- **Assigned task A**
In the article on the ideal work week, how many hours does the average full-time worker in America spend on the job each week?
- **Assigned task B**
From the article on the ideal work week, set down the passage starting with "Chad Staller is" and going on through "benefit business overall.", keeping every word and mark unchanged.
- **Assigned task C**
Resume the article on the ideal work week from its last sentence, in the same voice and style.

- **Source extract**
----
PHILADELPHIA (CBS) — If you work full time, you’re used to the 9-5 grind. But, what’s the ideal work week?
“Maybe like 30 hours, so you get more time with your family,” said Jose Torres of Williamstown, New Jersey.
“50 to 60 is reasonable,” said Erin Bange of Philadelphia.
Fellow Philly resident, Tashia Webb said she’d like to “have off on Mondays,” while Keith Gornish of Graduate Hospital said, “I think it depends on the person.”
In America, the average full time worker spends about 47 hours a week on the job.
“That’s surprising. I thought it would be less than that,” said Torres.
And it should be, at least according to researchers at the Australian National University. They say 39 hours spent working each week optimizes overall health.
“It becomes an issue for the individual…What do you value?”
Chad Staller is the President and Senior Economist for the Center for Forensic Economic Studies. He says the reduction in time would cost the average hourly worker about 15 percent of their pay. If you make $50,000, that’s about $7,500 per year.
“An economic decision would be, I need that money. But, again, life is short and leisure time is valued,” explained Staller.
And while it will cost hourly workers a portion of their pay-check, he believes it could benefit business overall.
----
- **Source data**
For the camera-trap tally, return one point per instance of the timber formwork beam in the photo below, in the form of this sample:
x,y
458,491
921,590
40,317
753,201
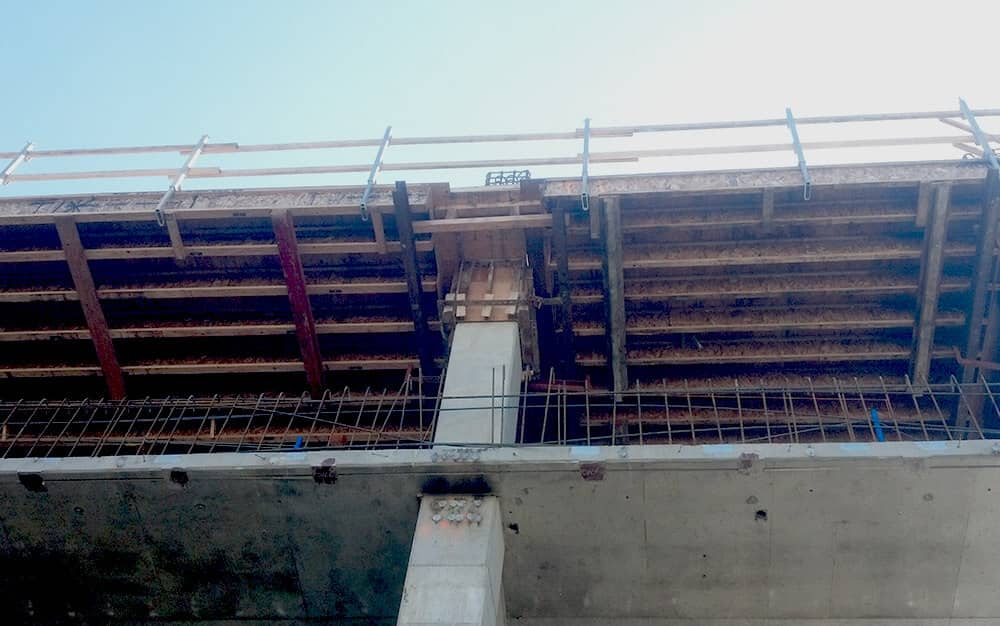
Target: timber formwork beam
x,y
414,290
564,315
932,262
298,297
97,324
985,250
614,290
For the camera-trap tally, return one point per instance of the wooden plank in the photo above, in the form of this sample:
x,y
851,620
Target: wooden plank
x,y
614,291
873,254
239,250
769,327
224,330
408,247
925,197
83,281
221,291
223,367
566,353
305,325
473,224
595,224
931,264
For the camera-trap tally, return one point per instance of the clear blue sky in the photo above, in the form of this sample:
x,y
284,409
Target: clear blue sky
x,y
102,73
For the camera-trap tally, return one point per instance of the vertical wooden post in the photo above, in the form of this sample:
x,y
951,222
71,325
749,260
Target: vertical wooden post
x,y
83,281
414,283
564,319
931,264
295,281
535,244
614,292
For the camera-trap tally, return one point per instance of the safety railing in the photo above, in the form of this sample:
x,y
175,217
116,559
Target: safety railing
x,y
972,141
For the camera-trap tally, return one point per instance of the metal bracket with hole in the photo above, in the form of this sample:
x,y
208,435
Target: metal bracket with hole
x,y
984,143
373,174
178,180
803,167
23,156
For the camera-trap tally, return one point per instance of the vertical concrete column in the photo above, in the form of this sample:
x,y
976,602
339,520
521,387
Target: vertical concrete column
x,y
481,385
455,572
456,564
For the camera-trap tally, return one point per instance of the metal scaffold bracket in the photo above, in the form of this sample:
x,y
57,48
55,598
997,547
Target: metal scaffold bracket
x,y
803,167
981,138
24,155
373,174
585,173
175,184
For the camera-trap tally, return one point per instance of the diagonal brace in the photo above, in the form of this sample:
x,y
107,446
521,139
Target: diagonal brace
x,y
803,167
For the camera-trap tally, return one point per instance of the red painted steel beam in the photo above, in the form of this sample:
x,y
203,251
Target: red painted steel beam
x,y
295,280
83,281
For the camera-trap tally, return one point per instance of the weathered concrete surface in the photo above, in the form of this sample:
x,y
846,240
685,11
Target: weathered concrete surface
x,y
484,365
693,534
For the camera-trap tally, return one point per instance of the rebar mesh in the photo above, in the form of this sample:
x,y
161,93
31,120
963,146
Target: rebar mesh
x,y
552,413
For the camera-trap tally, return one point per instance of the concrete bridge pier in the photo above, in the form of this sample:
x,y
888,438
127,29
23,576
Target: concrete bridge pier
----
- **Exercise output A**
About 47 hours a week.

- **Exercise output B**
Chad Staller is the President and Senior Economist for the Center for Forensic Economic Studies. He says the reduction in time would cost the average hourly worker about 15 percent of their pay. If you make $50,000, that’s about $7,500 per year.
“An economic decision would be, I need that money. But, again, life is short and leisure time is valued,” explained Staller.
And while it will cost hourly workers a portion of their pay-check, he believes it could benefit business overall.

- **Exercise output C**
“We could stimulate the economy by hiring additional people. The other factor is happier, more productive employees.”
Maybe not all employees. The study found that because women tend to do more work around the house, their healthy limit was 34 hours per week, while a man’s was up to 47.
“I know there’s a lot of guys that take care of their kids at home,” said Torres.
“I think that reflects on our society and different expectations for women and men,” said Bange. Webb disagrees, “We have to deal with children, we’ve got a little more stress. I’ll take it.”
Gender differences, aside, how does America compare to other countries? The U.S. Ranks 17 out of 38 countries, in terms of the longest workweek. Mexico earns the top spot, with the most hours logged, while Germans get away with the least amount of time spent on the job.